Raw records
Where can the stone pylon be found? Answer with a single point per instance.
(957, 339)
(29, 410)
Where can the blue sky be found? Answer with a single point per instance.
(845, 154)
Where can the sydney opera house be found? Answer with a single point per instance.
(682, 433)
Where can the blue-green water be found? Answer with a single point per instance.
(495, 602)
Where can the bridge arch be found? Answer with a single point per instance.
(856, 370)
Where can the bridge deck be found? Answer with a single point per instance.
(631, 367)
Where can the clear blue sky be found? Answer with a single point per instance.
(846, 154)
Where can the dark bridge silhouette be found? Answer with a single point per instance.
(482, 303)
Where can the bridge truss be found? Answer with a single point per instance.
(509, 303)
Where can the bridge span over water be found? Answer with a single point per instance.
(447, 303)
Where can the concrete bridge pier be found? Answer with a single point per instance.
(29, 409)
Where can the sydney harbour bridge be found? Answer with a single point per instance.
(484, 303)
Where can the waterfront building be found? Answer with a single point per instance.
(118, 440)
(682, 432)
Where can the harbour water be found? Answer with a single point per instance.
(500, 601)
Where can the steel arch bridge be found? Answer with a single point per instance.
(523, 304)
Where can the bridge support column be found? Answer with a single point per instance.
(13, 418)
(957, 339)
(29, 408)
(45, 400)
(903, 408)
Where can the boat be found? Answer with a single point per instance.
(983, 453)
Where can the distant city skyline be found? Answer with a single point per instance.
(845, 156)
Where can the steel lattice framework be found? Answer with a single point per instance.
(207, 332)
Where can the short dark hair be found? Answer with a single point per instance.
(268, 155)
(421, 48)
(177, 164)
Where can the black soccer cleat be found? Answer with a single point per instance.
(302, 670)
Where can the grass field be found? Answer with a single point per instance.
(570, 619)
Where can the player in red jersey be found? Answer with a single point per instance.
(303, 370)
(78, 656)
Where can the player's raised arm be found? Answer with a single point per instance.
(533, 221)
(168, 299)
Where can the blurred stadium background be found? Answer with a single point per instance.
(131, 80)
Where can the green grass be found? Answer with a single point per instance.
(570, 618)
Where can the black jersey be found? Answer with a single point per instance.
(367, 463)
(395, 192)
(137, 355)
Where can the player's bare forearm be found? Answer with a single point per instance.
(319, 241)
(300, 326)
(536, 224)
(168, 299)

◆ PROBLEM STATEMENT
Return every line of the listing above unchanged, from start to finish.

◆ COMPLETE ANSWER
Where can the stone pylon be found? Answer with a single point per instance.
(957, 339)
(29, 410)
Where can the blue sky be found? Answer with a single point per instance.
(845, 154)
Where can the sydney opera house be found? Answer with a single point per instance.
(682, 433)
Where can the blue-green water be found? Answer with a single point per instance.
(495, 602)
Where can the bridge arch be found? Answer with a single point per instance.
(856, 370)
Where can the bridge deck be found? Answer with a single point per instance.
(631, 367)
Where can the clear blue sky be found? Answer with a single point per instance.
(846, 154)
Where can the dark bridge silhouette be found? Answer with a single point per instance.
(482, 303)
Where can the bridge truss be found? Answer with a single point per instance.
(509, 303)
Where can the bridge span over water be found? Answer with a single point per instance.
(447, 303)
Where can the concrete bridge pier be found? Answer with a single point per instance.
(29, 409)
Where can the sydney harbour bridge be found? Answer with a single point per instance.
(484, 303)
Where can the waterfront building be found? Answer with a single point per instance.
(118, 440)
(682, 432)
Where can the harbour water be found? Answer with a single point per instance.
(500, 601)
Where can the steel arch bridge be found? Answer with a single point per instance.
(523, 304)
Where can the bridge support column be found? Answer with a single point per instance.
(13, 418)
(957, 339)
(29, 408)
(45, 400)
(903, 408)
Where can the boat be found? Answer with a single point per instance.
(983, 453)
Where can the distant city skyline be found? Answer with a single point per instance.
(845, 156)
Where can the steel lattice framework be found? Answer with a single point per instance.
(207, 332)
Where can the short dark hair be found? Answer with a single point per instance.
(268, 155)
(421, 48)
(177, 164)
Where can the black soccer cleat be found? Answer with a single point per instance.
(302, 670)
Where can the grass field be found? Answer with a single point per instance.
(570, 619)
Where can the player in red jersey be found? Answer with a single point per instance.
(303, 370)
(78, 656)
Where can the player's raised arm be found? Answer with a single point per instance.
(533, 221)
(168, 299)
Where can the blurred stadium background be found? Answer with a single point per instance.
(131, 80)
Where can the green grass be found? Answer with a single point per instance.
(570, 618)
Where can the black jersey be found? Answer with a single point per instance.
(367, 463)
(395, 192)
(137, 355)
Where can the player's bare forearm be found? Answer with a single point per instance.
(319, 241)
(300, 326)
(536, 224)
(168, 299)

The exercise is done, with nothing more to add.